■ **Fragmento del texto**:
>>>

Hay familias gritonas porque se copian del modo que escuchan y lo imitan. Son costumbres adquiridas. Según demuestra la experiencia, gritonas y gritones se resisten a que los vea un especialista. Alguien que sabe asesorar al paciente para que aprenda a graduar el tono de su voz.
En el caso se los porteños, debemos reconocer que somos barulleros. Ya es imposible ir a un bar con la intención de charlar. Ocurre que el público se esfuerza para ser escuchado porque abundan los ruidos internos. La bandeja de metal que el mozo arroja sobre el mostrador, el ruido de las sillas al arrastrarlas y el sonido del televisor, ya infaltable.
Para peor, en tiempo de elecciones cercanas, los candidatos políticos gritan desaforados a la hora de pronunciar sus discursos. ¿Por qué no hablan normalmente? ¿Sus asesores, acaso, no sugieren evitar ese tono al máximo volumen?

<<<

■ **Registros de coordenadas anotados**:
>>>

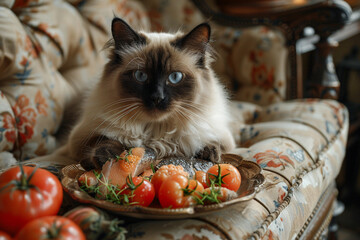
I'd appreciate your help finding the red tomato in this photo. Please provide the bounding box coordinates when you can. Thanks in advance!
[0,231,12,240]
[195,171,208,188]
[206,163,241,192]
[15,216,86,240]
[121,176,155,207]
[159,175,204,208]
[0,166,63,234]
[203,187,237,204]
[151,164,189,196]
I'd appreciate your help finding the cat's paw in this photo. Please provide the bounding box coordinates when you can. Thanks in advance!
[195,145,221,163]
[80,140,125,170]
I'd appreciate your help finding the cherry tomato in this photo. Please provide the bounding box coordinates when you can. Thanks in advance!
[206,163,241,192]
[78,170,101,187]
[159,175,204,208]
[15,216,86,240]
[121,176,155,207]
[0,166,63,235]
[151,164,189,196]
[195,171,208,188]
[0,231,12,240]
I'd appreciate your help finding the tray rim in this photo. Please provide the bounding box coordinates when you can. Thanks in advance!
[61,160,265,219]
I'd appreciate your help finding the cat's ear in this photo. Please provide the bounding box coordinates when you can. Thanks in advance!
[111,17,146,49]
[175,23,211,54]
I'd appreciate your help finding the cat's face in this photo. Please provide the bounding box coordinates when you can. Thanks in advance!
[105,18,210,121]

<<<

■ **Instrucciones de trabajo**:
1. Según el texto sobre las personas gritonas, ¿por qué hay familias que gritan?
2. Copia sin cambios el pasaje del texto sobre las personas gritonas que empieza en "En el caso se" y termina en "televisor, ya infaltable.".
El material no tiene ningún papel en esto.

■ **Respuestas por tarea**:
1. Porque se copian del modo que escuchan y lo imitan.

2.
En el caso se los porteños, debemos reconocer que somos barulleros. Ya es imposible ir a un bar con la intención de charlar. Ocurre que el público se esfuerza para ser escuchado porque abundan los ruidos internos. La bandeja de metal que el mozo arroja sobre el mostrador, el ruido de las sillas al arrastrarlas y el sonido del televisor, ya infaltable.